:: Challenge ::
Write out the listing below exactly, and omit any images you find in it.
Start Exercise input
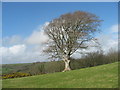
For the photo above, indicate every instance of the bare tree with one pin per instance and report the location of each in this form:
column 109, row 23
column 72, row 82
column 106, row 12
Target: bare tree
column 69, row 33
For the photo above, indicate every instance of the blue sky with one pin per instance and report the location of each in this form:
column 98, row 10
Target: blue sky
column 22, row 23
column 22, row 18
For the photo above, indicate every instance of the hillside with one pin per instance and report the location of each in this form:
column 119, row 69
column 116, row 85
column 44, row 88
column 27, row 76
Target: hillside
column 103, row 76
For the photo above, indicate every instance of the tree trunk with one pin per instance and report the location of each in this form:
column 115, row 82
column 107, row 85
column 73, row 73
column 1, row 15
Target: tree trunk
column 67, row 64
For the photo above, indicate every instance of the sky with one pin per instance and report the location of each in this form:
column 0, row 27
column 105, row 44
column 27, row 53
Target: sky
column 23, row 22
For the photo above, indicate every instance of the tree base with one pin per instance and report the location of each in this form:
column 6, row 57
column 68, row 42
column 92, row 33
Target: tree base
column 66, row 70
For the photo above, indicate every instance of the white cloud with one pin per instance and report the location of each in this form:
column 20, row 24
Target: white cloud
column 13, row 40
column 13, row 50
column 114, row 28
column 38, row 36
column 17, row 49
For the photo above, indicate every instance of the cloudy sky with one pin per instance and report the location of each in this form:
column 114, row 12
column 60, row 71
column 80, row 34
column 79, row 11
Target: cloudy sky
column 22, row 32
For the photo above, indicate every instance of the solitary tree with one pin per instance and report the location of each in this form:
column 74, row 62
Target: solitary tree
column 69, row 33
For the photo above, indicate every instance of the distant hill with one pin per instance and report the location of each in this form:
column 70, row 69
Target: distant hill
column 103, row 76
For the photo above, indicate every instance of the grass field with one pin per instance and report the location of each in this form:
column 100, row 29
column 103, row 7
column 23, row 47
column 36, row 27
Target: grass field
column 103, row 76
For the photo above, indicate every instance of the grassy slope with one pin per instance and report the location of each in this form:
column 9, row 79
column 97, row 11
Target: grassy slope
column 103, row 76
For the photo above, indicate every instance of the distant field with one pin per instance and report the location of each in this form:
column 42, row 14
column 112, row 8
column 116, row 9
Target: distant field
column 103, row 76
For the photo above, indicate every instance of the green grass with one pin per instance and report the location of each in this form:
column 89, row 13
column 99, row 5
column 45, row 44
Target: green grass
column 103, row 76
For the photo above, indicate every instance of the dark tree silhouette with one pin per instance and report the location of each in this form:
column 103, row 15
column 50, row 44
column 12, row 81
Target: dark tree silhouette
column 69, row 33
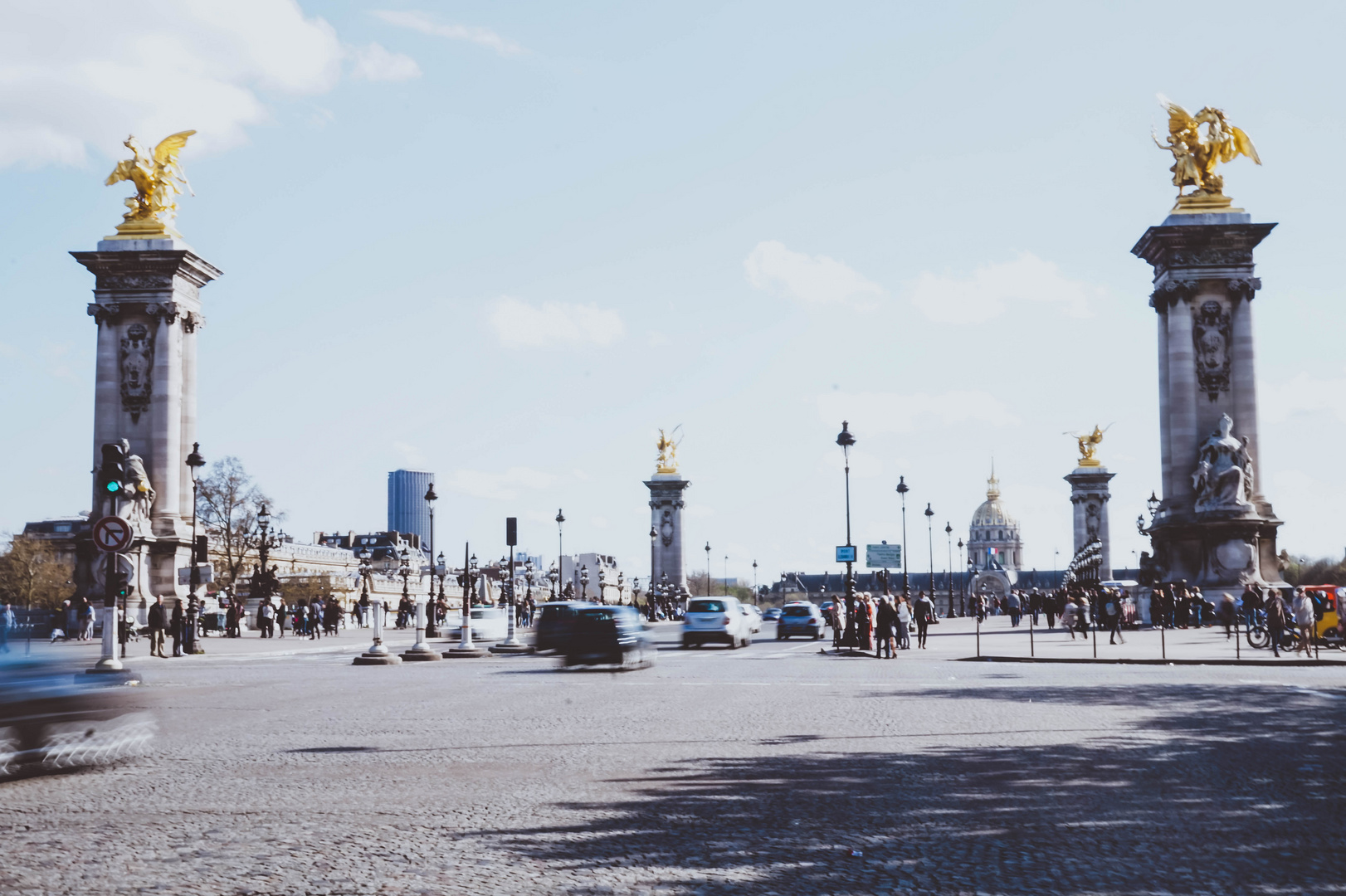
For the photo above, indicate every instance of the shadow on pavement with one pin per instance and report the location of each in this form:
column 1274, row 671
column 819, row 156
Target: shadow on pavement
column 1224, row 790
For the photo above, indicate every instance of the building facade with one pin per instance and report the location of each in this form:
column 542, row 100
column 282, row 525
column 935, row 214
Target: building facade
column 407, row 508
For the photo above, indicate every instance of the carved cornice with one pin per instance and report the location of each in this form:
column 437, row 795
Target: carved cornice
column 1194, row 246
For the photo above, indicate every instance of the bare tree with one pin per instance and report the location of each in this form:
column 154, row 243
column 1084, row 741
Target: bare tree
End Exercise input
:: Final result ::
For the photo above, indicate every instance of the bare tree with one pin per instance and report the location of each in this form:
column 109, row 23
column 72, row 82
column 106, row 12
Target: bare tree
column 69, row 33
For the photo above, indicate every instance of the blue sky with one pin per instance and report the location of each in this form:
column 98, row 10
Target: blue sky
column 22, row 23
column 22, row 18
For the photo above, indicate every instance of the hillside with one pin per instance and report the location of each in this form:
column 119, row 69
column 116, row 85
column 44, row 88
column 27, row 76
Target: hillside
column 103, row 76
For the photo above, indicate every instance of the tree trunk with one pin per instance and report the location of each in this form:
column 115, row 82
column 107, row 85
column 73, row 73
column 1, row 15
Target: tree trunk
column 67, row 64
For the photo above, indicate every instance of the sky with one pin per instance and report the location of each in this form:
column 0, row 27
column 105, row 44
column 27, row 53
Target: sky
column 23, row 22
For the photo above, indicate every instance of the tree base with one pin per instance and report the location of each in this form:
column 6, row 57
column 68, row 42
column 92, row 33
Target: tree base
column 66, row 70
For the photo above, indicate every instance of the white cloud with one pin per instance and report the location of each in this form:
column 20, row 24
Target: white cloud
column 13, row 40
column 13, row 50
column 114, row 28
column 38, row 36
column 17, row 49
For the photo above, indicate every instance of the cloudy sky with one pin per instance and report the location of each in this form:
column 114, row 12
column 60, row 71
column 80, row 34
column 79, row 11
Target: cloudy sky
column 22, row 32
For the photo above, indicate every instance of the solitary tree with one pin per instance and report the location of each in this form:
column 74, row 62
Target: solitary tree
column 69, row 33
For the photo above, indicate every instance of the distant hill with one pin per instance and report the location of each in this form:
column 70, row 69
Target: distant hill
column 103, row 76
For the photo above, indicate every instance of the grass field with one pin per instance and report the location of each in this form:
column 100, row 29
column 103, row 7
column 23, row 47
column 36, row 27
Target: grass field
column 103, row 76
For the photo above, indicate every instance of the grassy slope with one pin per instance and report the location of each in this form:
column 9, row 79
column 97, row 11
Target: grassy slope
column 103, row 76
For the photo above, indicate every instance of the distant field with one pin per instance and report the location of each in this form:
column 42, row 14
column 112, row 8
column 116, row 9
Target: distant field
column 103, row 76
For the photo above, indicate every instance of the green grass with one pin per instance and report the location of each in this form:
column 89, row 13
column 99, row 5
column 45, row 44
Target: green grass
column 103, row 76
For the photo above, indicate every instance of the dark tree silhouette with one pin per instance and report the location of each in this form:
column 103, row 15
column 50, row 44
column 12, row 81
Target: dark tree silhouette
column 69, row 33
For the photo above, indicate every instance of the shadow on pavement with one pin per instance and report the location of each in this form:
column 1274, row 671
column 819, row 156
Target: shadow on pavement
column 1224, row 790
For the photo above, indicate every instance of the building facade with one pin per instance and report the location of each in this form:
column 542, row 100
column 282, row 525
column 935, row 214
Target: building facade
column 407, row 508
For the photo above, indicate every instance of the carved cornice with one pin per instance and report the location of each in this form:
column 437, row 795
Target: carved cornice
column 1194, row 246
For the photo above, indicate every instance of the bare tree with one pin per instance and report the location of each in this form:
column 154, row 243
column 1084, row 741
Target: bare tree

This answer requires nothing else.